■ EXERCISES TO COMPLETE
a – Condense the paragraph beginning "Palazzo Vecchio offers a wide variety" in the piece on Florence museums for children into a short list of its main facts.
b – In the piece on Florence museums for children, what symbol of Cosimo I do children search for in Palazzo Vecchio?

■ TEXT EXCERPT
● ● ● ●
You’re on holiday with your family. And you’re in Florence! So you’re probably having a good time touring museums, galleries and palaces with your children. But sometimes they get tired. And even when visiting the most wonderful, rich and astonishing places, it can be hard to keep all your family members attentive, awake and quiet!
But don’t despair! If you want to offer your kids a cultural experience in an entertaining and interesting way, here are some Florence museums with children’s activities (in English).
Palazzo Vecchio offers a wide variety of workshops and guided tours for children and families all year round. If your children are over 8 years old, take them to Palazzo Vecchio and join the Fresco Painting workshop. Kids will dabble in the different phases of making a small fresco, and they'll have the possibility to take their creation home with them at the end of the activity.
If your children are younger, from 4 to 7 years old, let them have fun with The Story of the Turtle and the Sail. After watching a video about the story of an old turtle that Cosimo I de Medici met (and saved!) when he was a child, they'll explore the floors, walls and ceilings of the Palazzo, in search of the symbol of Cosimo I: a turtle with a sail hunt.
Other family activities include a visit to the Secret Passages, a taste of Life at Court during the 16th century, and a Guided tour by Giorgio Vasari himself (well, sort of!). And we could go on and on, for more information, prices and booking check out the website of Mus.e Firenze.
Pro tip: the museum of Palazzo Vecchio also offers a special Family Kit, with several useful tools such as a map, binoculars, a photo album of the Medici family, crayons to draw and more.
● ● ● ●
■ AVAILABLE DATA

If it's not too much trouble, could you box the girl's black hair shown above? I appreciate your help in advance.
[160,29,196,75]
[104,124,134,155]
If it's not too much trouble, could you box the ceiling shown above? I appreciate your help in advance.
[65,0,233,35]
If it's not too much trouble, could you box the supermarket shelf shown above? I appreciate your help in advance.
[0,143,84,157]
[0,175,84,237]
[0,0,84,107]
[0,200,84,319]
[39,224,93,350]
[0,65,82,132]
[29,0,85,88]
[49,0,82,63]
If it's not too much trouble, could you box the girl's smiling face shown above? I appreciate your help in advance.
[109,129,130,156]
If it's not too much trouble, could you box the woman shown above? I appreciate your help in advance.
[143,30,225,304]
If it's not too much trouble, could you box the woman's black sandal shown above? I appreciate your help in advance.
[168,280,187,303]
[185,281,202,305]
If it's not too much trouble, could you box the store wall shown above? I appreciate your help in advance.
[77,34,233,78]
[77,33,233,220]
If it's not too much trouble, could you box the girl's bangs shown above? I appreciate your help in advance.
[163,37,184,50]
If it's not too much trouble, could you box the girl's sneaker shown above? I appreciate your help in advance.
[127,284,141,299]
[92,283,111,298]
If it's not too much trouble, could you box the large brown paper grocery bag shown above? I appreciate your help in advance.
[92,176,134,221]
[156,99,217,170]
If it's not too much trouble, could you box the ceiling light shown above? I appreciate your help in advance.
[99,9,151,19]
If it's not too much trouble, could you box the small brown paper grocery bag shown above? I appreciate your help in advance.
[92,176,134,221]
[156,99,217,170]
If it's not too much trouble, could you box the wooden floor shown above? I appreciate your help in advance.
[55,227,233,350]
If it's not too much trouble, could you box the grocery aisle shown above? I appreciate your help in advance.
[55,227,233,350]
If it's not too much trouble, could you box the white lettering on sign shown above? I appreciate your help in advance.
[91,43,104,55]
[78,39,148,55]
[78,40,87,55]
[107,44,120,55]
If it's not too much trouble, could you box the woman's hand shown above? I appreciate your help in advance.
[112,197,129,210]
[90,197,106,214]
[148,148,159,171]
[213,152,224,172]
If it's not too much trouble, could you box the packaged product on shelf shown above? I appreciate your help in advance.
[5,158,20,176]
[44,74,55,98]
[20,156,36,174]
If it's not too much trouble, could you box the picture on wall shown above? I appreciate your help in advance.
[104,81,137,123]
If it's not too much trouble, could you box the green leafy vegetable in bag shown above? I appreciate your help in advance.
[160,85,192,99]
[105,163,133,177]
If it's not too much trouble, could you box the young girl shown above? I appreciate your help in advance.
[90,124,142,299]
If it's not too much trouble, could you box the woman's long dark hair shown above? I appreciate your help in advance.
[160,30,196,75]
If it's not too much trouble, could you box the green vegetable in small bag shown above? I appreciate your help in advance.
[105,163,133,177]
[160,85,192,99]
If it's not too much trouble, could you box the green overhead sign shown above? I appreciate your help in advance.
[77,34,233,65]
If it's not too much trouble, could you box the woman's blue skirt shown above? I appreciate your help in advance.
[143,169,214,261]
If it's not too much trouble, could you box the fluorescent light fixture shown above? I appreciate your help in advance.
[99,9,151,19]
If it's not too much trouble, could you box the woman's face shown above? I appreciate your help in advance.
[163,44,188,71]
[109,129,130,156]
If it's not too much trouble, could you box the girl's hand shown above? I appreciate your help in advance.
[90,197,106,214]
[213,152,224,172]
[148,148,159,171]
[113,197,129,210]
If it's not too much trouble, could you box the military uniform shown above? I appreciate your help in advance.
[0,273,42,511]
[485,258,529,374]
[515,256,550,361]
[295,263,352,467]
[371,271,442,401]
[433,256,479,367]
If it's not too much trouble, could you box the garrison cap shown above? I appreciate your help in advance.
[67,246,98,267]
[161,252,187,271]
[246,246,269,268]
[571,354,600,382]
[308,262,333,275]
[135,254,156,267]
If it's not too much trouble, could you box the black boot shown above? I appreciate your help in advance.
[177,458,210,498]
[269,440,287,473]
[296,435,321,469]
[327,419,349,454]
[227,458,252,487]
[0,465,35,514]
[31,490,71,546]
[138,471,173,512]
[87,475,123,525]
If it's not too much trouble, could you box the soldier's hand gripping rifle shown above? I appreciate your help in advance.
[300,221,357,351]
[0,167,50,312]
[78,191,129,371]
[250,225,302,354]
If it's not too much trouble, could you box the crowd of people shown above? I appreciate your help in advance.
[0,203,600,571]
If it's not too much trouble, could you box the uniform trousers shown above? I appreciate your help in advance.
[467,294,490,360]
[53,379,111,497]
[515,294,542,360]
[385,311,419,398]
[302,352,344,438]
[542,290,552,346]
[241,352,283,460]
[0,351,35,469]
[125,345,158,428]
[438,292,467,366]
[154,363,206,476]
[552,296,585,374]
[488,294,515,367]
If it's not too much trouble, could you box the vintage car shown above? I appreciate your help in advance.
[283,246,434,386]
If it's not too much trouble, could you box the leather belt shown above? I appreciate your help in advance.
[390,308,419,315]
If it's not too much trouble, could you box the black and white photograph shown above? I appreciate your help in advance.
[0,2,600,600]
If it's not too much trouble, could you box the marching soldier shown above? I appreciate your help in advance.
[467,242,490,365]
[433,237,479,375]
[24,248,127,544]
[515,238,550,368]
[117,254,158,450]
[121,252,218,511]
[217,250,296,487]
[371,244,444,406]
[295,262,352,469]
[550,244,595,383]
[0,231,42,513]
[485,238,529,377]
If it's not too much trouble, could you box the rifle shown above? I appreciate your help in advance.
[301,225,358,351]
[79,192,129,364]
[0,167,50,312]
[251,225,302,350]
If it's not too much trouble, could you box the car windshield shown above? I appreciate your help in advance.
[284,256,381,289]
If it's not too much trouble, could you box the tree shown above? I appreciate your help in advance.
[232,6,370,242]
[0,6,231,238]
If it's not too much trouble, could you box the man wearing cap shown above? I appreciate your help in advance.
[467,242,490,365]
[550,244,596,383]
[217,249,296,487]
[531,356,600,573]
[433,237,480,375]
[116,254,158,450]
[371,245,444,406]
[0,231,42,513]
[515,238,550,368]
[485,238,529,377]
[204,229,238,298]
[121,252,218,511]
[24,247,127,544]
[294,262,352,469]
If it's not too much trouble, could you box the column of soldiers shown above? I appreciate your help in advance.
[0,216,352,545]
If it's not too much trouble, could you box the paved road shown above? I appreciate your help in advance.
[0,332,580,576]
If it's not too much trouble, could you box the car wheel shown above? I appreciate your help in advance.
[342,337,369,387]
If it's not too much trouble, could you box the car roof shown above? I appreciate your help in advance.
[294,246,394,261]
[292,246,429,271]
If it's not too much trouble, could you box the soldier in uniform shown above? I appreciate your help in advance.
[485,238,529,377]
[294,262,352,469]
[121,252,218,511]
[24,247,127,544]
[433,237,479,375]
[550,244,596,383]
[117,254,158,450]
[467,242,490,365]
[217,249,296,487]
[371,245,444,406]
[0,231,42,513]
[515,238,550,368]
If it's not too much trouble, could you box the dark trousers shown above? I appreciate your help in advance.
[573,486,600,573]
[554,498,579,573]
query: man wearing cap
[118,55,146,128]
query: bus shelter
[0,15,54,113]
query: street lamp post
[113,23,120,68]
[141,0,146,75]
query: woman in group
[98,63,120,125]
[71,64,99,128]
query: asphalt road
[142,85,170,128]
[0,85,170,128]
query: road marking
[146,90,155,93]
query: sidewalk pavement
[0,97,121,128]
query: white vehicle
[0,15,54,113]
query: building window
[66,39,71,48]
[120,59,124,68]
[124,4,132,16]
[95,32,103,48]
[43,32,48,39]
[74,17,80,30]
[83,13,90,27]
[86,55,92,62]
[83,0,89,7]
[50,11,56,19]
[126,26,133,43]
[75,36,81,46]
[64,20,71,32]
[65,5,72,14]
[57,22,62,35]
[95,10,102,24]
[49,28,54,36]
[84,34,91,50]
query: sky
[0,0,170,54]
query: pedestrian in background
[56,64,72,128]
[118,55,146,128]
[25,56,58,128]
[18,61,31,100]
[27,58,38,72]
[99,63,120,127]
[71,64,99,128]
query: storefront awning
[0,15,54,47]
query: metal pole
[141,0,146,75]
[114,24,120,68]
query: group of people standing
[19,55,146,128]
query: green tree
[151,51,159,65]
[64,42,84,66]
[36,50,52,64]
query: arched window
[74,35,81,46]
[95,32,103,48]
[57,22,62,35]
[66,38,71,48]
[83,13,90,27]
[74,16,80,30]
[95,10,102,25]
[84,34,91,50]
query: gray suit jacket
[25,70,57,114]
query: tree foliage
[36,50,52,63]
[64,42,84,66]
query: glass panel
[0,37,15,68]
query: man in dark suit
● ● ● ●
■ ANSWERS TO THE EXERCISES
a –
- Palazzo Vecchio runs workshops and guided tours for children and families all year round.
- Children over 8 can join the Fresco Painting workshop.
- They try the different phases of making a small fresco and can take it home at the end.

b – A turtle with a sail.